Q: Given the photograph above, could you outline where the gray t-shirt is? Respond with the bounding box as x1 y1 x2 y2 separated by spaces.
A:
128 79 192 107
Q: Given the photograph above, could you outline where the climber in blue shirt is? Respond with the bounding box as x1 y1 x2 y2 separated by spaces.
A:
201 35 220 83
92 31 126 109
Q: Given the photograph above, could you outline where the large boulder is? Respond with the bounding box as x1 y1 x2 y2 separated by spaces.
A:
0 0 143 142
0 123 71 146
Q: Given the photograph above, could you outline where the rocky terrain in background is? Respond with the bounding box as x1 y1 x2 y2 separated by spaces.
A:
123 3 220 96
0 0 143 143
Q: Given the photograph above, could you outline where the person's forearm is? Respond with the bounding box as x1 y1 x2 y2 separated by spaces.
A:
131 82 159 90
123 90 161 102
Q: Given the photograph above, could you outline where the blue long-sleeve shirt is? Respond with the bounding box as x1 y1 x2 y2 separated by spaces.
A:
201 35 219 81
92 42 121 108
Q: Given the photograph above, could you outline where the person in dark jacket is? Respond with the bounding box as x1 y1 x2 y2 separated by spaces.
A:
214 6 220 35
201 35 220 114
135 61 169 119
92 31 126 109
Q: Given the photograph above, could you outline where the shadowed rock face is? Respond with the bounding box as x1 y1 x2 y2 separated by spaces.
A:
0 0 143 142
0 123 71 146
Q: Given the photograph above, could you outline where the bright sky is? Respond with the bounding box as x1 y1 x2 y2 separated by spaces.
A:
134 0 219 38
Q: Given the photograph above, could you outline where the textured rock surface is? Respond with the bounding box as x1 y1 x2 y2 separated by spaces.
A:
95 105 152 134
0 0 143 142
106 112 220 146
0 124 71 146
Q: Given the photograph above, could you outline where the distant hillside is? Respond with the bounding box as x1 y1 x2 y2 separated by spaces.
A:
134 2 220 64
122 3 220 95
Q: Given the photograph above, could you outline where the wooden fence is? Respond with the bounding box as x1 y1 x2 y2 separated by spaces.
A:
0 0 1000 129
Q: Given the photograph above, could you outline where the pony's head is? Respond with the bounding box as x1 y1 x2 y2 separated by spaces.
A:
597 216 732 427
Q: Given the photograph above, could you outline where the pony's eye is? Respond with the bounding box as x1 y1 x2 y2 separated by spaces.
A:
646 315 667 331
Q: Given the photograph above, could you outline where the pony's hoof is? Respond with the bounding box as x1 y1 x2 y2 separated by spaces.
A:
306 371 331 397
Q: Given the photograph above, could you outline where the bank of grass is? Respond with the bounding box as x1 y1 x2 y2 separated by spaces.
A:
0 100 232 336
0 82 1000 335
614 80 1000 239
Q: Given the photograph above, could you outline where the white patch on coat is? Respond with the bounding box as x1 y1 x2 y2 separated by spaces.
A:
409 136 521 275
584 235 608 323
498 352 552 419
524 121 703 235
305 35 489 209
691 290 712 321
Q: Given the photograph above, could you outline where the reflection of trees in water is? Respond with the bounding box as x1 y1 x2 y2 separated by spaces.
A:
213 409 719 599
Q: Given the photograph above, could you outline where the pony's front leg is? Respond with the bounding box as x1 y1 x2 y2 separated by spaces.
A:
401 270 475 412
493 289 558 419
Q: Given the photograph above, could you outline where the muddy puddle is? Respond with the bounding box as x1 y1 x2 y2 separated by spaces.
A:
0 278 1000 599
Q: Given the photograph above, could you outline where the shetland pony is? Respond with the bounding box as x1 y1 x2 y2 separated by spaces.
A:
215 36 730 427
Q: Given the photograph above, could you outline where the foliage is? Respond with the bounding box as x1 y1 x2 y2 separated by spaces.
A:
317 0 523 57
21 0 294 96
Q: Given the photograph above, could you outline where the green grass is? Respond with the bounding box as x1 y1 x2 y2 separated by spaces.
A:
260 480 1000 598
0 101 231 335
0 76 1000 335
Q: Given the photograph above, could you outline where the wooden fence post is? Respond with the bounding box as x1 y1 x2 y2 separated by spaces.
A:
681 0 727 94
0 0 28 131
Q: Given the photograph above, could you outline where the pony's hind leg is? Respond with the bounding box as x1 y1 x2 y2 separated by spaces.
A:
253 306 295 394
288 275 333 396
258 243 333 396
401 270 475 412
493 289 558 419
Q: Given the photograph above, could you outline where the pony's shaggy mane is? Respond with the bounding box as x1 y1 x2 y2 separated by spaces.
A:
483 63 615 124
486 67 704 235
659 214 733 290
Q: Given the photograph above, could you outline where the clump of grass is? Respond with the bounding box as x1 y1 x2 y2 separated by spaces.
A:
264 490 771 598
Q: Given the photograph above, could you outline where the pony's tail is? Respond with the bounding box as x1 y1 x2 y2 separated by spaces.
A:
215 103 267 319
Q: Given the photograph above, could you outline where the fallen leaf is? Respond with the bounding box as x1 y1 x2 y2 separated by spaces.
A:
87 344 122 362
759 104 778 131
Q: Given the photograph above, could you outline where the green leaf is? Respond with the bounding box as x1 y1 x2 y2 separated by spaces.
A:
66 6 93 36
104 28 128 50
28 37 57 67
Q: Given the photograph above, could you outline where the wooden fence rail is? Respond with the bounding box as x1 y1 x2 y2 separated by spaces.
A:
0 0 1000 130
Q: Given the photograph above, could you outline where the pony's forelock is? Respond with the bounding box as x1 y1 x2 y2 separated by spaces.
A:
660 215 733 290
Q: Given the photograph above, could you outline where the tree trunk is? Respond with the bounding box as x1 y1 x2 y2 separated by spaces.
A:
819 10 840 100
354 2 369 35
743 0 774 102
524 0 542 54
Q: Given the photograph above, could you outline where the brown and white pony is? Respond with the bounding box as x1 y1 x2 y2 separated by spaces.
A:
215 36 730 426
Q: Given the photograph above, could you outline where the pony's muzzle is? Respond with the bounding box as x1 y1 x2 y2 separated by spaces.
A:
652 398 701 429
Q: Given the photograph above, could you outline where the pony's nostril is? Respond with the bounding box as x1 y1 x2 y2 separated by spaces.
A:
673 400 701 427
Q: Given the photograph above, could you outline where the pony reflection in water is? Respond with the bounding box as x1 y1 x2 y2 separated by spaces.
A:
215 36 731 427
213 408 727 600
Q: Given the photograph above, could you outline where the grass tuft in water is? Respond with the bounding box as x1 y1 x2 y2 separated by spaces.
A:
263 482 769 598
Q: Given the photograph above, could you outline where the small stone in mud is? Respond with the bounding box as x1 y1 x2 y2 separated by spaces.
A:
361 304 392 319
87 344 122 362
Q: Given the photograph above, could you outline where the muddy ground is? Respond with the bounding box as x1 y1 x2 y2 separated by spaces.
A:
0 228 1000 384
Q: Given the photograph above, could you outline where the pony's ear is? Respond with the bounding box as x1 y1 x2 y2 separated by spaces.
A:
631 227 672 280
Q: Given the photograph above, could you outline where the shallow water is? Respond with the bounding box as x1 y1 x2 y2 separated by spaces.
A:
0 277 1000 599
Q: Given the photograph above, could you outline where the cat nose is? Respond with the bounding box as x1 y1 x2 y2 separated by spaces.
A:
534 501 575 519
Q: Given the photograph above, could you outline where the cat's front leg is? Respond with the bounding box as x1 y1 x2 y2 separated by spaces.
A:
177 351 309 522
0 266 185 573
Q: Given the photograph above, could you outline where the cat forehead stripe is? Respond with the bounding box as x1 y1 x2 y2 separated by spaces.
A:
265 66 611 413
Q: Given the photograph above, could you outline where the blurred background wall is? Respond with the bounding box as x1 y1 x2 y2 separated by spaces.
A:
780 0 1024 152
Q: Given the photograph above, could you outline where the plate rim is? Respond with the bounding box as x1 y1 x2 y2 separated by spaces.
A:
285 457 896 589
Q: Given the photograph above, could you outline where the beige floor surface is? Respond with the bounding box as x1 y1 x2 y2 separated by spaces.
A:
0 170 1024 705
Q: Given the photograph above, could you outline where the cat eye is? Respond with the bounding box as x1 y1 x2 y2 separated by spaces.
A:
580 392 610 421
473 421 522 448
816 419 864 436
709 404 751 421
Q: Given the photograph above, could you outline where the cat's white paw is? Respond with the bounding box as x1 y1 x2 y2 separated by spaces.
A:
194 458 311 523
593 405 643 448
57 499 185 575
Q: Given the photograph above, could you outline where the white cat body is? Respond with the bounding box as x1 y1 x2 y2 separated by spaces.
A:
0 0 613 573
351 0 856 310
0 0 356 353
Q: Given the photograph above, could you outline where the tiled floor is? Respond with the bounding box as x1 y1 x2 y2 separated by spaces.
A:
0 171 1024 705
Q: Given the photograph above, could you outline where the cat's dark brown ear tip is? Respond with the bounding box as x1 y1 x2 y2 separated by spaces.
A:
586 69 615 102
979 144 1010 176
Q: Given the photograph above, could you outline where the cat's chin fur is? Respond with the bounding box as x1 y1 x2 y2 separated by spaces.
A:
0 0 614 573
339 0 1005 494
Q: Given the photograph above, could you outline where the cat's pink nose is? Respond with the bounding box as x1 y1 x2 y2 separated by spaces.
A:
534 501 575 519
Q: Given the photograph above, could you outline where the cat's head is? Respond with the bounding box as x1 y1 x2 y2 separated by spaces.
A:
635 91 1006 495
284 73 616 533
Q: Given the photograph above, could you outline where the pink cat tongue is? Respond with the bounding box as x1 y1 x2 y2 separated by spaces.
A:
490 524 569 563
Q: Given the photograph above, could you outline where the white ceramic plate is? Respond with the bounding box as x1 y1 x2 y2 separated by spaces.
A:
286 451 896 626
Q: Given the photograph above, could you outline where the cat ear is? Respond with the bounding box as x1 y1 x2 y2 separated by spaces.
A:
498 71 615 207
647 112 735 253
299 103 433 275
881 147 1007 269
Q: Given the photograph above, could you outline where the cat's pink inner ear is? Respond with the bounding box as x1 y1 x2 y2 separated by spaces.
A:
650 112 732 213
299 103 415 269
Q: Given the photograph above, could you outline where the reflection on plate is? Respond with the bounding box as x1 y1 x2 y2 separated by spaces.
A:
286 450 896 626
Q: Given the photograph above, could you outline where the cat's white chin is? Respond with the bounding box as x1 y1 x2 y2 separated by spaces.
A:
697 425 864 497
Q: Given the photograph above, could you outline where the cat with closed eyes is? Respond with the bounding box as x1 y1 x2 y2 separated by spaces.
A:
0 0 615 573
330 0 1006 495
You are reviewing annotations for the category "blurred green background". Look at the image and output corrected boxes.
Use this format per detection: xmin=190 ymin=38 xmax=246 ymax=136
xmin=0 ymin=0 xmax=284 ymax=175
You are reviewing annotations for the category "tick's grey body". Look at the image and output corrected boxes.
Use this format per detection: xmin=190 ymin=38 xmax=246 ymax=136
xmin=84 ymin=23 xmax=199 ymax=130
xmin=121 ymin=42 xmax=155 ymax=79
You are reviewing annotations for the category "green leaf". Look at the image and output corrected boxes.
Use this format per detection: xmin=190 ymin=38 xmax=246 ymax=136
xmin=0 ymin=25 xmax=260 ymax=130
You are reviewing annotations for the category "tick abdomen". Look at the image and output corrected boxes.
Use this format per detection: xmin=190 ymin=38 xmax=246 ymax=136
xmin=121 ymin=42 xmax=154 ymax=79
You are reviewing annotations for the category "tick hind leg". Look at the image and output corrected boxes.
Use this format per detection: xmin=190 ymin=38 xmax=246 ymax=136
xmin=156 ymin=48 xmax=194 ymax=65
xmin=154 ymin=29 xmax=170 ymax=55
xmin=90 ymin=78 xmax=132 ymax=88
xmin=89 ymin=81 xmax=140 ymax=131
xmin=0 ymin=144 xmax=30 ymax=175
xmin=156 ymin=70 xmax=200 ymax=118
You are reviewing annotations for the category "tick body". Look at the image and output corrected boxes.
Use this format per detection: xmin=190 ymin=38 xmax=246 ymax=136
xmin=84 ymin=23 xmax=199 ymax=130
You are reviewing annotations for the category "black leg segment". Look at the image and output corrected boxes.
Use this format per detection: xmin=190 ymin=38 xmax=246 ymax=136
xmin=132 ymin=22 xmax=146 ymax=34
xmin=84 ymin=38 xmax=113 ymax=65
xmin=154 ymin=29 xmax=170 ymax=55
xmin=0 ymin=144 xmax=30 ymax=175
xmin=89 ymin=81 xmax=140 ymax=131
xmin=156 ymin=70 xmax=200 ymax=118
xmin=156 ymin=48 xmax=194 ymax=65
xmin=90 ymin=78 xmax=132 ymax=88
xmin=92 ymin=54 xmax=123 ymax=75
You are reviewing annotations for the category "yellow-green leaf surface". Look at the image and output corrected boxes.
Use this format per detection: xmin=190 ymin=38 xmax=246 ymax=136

Do this: Return verbatim every line from the one containing "the cat with" up to and including the one containing "xmin=0 ymin=25 xmax=260 ymax=130".

Reply to the exercise:
Q: Given the photograph above, could you outline where the cat with closed eyes is? Respond with the bounding box as x1 y1 x2 y2 separated by spaces.
A:
0 0 615 573
330 0 1006 495
You are reviewing annotations for the category "blurred green background". Look at the image and output corrected boxes.
Use this format per detection: xmin=190 ymin=38 xmax=246 ymax=136
xmin=0 ymin=0 xmax=284 ymax=175
You are reviewing annotations for the category "tick's grey body". Look at the image and output corrected boxes.
Use this format per detection: xmin=190 ymin=38 xmax=246 ymax=136
xmin=84 ymin=23 xmax=199 ymax=130
xmin=121 ymin=42 xmax=155 ymax=79
You are reviewing annotations for the category "green leaf". Look at the image and output corrected boxes.
Use this format per detection: xmin=190 ymin=38 xmax=246 ymax=136
xmin=0 ymin=25 xmax=260 ymax=130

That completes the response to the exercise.